# [Task brief]
With the pictures removed, please write out every line below exactly as given.

--- START ---

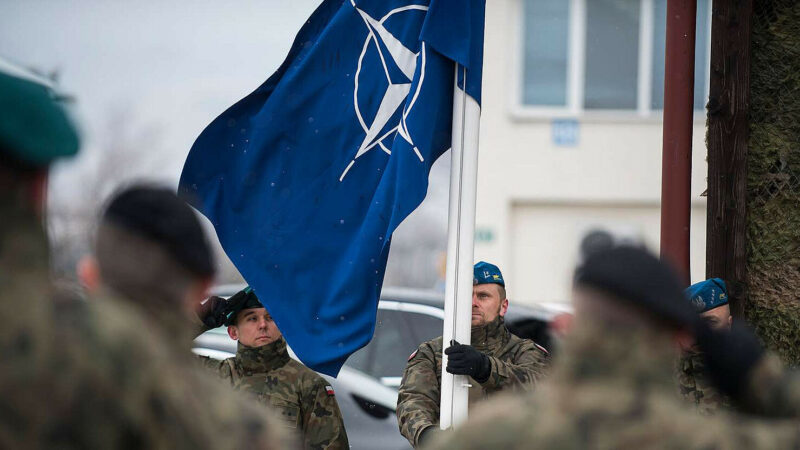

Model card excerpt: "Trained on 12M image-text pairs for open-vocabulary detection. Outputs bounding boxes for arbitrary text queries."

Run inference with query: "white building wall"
[473,0,709,305]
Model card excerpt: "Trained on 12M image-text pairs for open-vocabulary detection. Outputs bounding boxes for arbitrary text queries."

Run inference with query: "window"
[345,307,444,383]
[521,0,711,115]
[405,312,444,346]
[346,309,419,379]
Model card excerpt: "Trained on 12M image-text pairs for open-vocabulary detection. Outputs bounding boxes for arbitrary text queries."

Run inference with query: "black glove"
[197,290,250,329]
[445,340,491,383]
[695,321,765,399]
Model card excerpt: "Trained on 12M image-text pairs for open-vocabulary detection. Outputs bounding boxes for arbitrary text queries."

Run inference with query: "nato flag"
[179,0,484,376]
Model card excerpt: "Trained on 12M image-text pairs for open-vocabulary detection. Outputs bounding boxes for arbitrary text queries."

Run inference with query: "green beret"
[0,58,80,166]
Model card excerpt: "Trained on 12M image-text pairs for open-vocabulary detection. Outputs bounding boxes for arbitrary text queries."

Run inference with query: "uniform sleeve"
[397,344,440,448]
[479,339,548,394]
[300,377,349,450]
[194,355,235,385]
[741,353,800,418]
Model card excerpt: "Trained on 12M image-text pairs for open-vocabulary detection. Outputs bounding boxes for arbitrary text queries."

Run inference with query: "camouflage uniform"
[676,347,730,415]
[0,199,293,449]
[397,316,548,447]
[199,337,348,450]
[425,321,800,450]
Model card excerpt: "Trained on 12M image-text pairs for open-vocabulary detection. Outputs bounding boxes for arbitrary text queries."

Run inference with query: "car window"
[346,309,419,380]
[370,309,417,378]
[346,343,372,374]
[405,311,443,345]
[345,307,445,382]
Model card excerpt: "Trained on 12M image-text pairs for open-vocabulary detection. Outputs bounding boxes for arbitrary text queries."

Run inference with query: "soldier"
[0,60,292,449]
[426,245,800,450]
[197,287,349,450]
[677,278,732,414]
[396,261,548,448]
[78,185,217,349]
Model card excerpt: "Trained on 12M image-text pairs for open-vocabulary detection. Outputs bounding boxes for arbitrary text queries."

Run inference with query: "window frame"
[510,0,712,122]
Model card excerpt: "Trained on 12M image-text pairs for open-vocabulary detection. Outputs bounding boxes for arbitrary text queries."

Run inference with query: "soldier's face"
[227,308,282,347]
[471,284,508,327]
[701,304,732,330]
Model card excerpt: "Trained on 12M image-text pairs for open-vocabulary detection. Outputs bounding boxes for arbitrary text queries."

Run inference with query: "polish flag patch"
[325,385,335,396]
[408,349,418,361]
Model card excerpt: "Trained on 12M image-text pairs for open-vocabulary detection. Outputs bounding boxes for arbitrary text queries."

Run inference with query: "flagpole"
[440,63,481,429]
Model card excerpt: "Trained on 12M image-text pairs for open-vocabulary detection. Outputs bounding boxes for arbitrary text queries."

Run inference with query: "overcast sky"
[1,0,450,286]
[1,0,321,186]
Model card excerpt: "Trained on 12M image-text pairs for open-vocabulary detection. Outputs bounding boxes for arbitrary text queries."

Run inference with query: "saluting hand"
[445,340,491,383]
[197,290,251,329]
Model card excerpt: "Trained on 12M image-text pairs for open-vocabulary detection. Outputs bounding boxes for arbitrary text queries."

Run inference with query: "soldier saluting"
[396,261,549,448]
[198,288,349,450]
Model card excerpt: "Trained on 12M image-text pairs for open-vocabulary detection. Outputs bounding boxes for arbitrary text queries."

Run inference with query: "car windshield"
[347,307,443,384]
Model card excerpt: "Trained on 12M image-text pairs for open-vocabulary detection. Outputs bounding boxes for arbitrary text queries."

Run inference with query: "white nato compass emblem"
[340,1,429,182]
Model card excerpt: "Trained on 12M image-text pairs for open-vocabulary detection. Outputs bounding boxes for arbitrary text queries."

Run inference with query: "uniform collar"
[236,336,291,373]
[470,316,509,352]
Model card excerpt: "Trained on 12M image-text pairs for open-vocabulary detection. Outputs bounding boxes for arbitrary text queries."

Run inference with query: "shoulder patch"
[325,385,335,396]
[408,349,418,361]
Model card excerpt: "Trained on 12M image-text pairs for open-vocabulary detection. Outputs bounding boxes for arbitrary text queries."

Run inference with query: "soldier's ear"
[77,255,101,293]
[227,325,239,341]
[499,298,509,317]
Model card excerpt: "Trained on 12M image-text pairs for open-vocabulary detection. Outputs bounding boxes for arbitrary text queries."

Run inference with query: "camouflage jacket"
[676,347,730,414]
[396,316,548,447]
[199,338,348,450]
[0,198,293,450]
[425,321,800,450]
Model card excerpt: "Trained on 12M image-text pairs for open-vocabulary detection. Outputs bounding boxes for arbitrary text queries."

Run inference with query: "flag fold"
[179,0,485,376]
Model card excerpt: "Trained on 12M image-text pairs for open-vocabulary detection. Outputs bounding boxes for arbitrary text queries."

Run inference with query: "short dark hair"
[497,284,507,301]
[0,147,41,195]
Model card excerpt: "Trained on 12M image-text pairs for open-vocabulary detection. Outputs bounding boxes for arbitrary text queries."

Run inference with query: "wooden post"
[705,0,753,319]
[661,0,697,286]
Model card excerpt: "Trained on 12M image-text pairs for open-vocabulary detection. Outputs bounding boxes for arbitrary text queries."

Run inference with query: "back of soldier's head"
[573,244,697,332]
[94,185,215,316]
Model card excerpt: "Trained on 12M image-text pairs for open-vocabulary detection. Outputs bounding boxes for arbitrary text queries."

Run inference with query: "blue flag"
[179,0,484,376]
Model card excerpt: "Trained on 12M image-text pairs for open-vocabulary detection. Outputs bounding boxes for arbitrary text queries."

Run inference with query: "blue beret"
[685,278,728,313]
[473,261,504,287]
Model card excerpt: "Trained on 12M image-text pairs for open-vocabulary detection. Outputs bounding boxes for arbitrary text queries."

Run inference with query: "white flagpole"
[440,63,481,429]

--- END ---

# [Solution for this task]
Model card excerpt: "Trained on 12M image-text pairs for open-vocabulary detection. Outputs bounding boxes for arbitrary text queries."

Run inference with query: "white building wall"
[473,0,709,305]
Model card excerpt: "Trained on 12M image-text pairs for open-vocabulary detection. Outputs bounding boxes for arbitrary text queries."

Run inference with query: "window"
[345,307,444,383]
[521,0,711,115]
[405,312,444,346]
[346,309,419,379]
Model card excerpt: "Trained on 12M image-text pairs for open-vocabulary detection. Outputs bounding boxes for arbitrary text queries."

Run inference with query: "black glove"
[197,290,250,329]
[445,340,491,383]
[695,321,765,399]
Model card excerpt: "Trained on 12M image-text pairs for open-vocabulary detection. Outputs bounding boxes for arbitrary text queries."

Run inference with query: "nato flag"
[179,0,484,376]
Model card excerpt: "Trained on 12M image-text pairs for open-vocabulary detection. Outputs bounding boxes for arbitrary text queries."

Run inference with query: "green beret"
[0,58,80,166]
Model card excerpt: "Trained on 12M image-text pairs for open-vocabulary detection. Outputs bounding boxes for arbitrary text queries."

Run inference with query: "uniform sleeve"
[397,344,440,448]
[479,339,548,394]
[300,377,349,450]
[194,355,235,385]
[741,353,800,418]
Model card excerpt: "Trained on 12M image-text pairs for open-vocabulary detection. Outputs bounding boxes for arbitrary text queries."

Run inference with query: "camouflage uniform"
[676,347,730,415]
[0,199,293,449]
[397,316,548,447]
[199,337,348,450]
[425,321,800,450]
Model card excerpt: "Trained on 12M image-text pairs for open-vocabulary detection. Outputs bounding boxes for arbitrary text queries."

Run inference with query: "car window"
[346,309,419,380]
[370,309,417,378]
[346,343,372,374]
[405,311,443,345]
[345,307,445,382]
Model card excerpt: "Trained on 12M image-text pairs for open-vocabulary detection. Outputs bounding boxes for arbitrary text queries."

Run inference with query: "soldier"
[0,60,292,449]
[426,245,800,450]
[197,287,349,450]
[677,278,732,414]
[396,261,548,448]
[78,185,217,349]
Model card excerpt: "Trained on 12M image-text pairs for open-vocabulary detection. Outputs bounding boxes for arbitrary text queries."

Run inference with query: "window frame"
[510,0,712,122]
Model card excerpt: "Trained on 12M image-text pairs for open-vocabulary detection. Outputs bounding boxes for arbitrary text queries."

Run inference with query: "soldier's face"
[227,308,282,347]
[471,284,508,327]
[701,304,732,330]
Model card excerpt: "Trained on 12M image-text pairs for open-vocabulary detection. Outputs bounding boxes for arbitrary text queries."

Run inference with query: "polish flag patch"
[325,385,335,396]
[408,349,418,361]
Model card excerpt: "Trained on 12M image-text pairs for open-vocabulary detection. Outputs bounding boxes for arbitrary text queries."

Run inference with query: "flagpole"
[440,63,481,429]
Model card excerpt: "Trained on 12M image-text pairs for open-vocabulary detection. Outputs bounding boxes for arbitrary text queries."

Run inference with query: "overcast sky"
[1,0,450,286]
[1,0,321,186]
Model card excerpt: "Trained on 12M image-text pairs for open-vocabulary detection. Outputs bounding boxes for arbitrary text queries."

Run inference with query: "saluting hand"
[445,340,491,383]
[197,290,251,329]
Model card excerpt: "Trained on 12M image-text pairs for open-vocabulary detection. Outputs bounding boxes for arbitrary text queries."

Run inference with query: "soldier saluting"
[396,261,549,448]
[198,288,349,450]
Model card excerpt: "Trained on 12M image-text pairs for open-vocabulary detection. Outputs bounding boxes for arbitrary text queries."

Run inference with query: "car windshield"
[347,307,443,384]
Model card excerpt: "Trained on 12M image-text pairs for open-vocabulary detection. Outputs bounding boxes for arbitrary text queries."

Run inference with query: "white nato compass emblem"
[340,1,429,182]
Model card excerpt: "Trained on 12M image-text pairs for open-vocabulary detection. Outputs bounding boxes for arbitrary text queries."

Run inference with query: "uniform collar"
[236,336,291,373]
[470,316,509,352]
Model card excerpt: "Trained on 12M image-text pairs for open-vocabulary detection. Outputs bounding boxes for arbitrary text queries."

Run inference with query: "shoulder patch"
[325,385,335,396]
[408,349,418,361]
Model card excerpt: "Trained on 12M image-text pairs for open-vocabulary detection. Outputs bounding boxes for arbitrary text queries."

Run inference with query: "soldier's ear"
[77,255,101,293]
[227,325,239,341]
[499,298,509,317]
Model card excerpt: "Trained on 12M image-text pairs for open-vocabulary detection. Outputs bounding boxes for arbitrary text queries."

Run inference with query: "camouflage jacket"
[676,347,730,414]
[396,316,548,447]
[199,338,348,450]
[0,198,293,450]
[425,321,800,450]
Model card excerpt: "Trained on 12M image-text pairs for open-vocabulary detection. Outputs bounding boxes for arbitrary text queries."

Run inference with query: "flag fold"
[179,0,485,376]
Model card excerpt: "Trained on 12M image-text pairs for open-vocabulary detection. Outputs bounding boxes for arbitrary text queries."

Run inference with query: "short dark hair"
[497,284,507,301]
[0,147,41,195]
Model card excerpt: "Trained on 12M image-text pairs for open-vocabulary detection. Outputs bounding boxes for arbitrary text queries."

Run inference with query: "wooden post"
[705,0,753,319]
[661,0,697,286]
Model card excerpt: "Trained on 12M image-text pairs for open-vocabulary detection. Outputs bounding boxes for arbitrary text queries."

Run inference with query: "back of soldier's head"
[573,244,697,332]
[94,185,215,316]
Model card excerpt: "Trained on 12M image-text pairs for open-vocabulary detection. Outputs bounding boxes for arbitrary text queries."

Run inference with query: "blue flag"
[179,0,484,376]
Model card excerpt: "Trained on 12M image-text pairs for open-vocabulary detection. Outputs bounding boxes for arbitrary text queries."

Run inference with query: "blue beret"
[685,278,728,313]
[473,261,504,287]
Model card excerpt: "Trained on 12M image-text pairs for open-vocabulary detection. Outputs bounding boxes for arbitrary text queries."

Run inference with query: "white flagpole"
[440,63,481,429]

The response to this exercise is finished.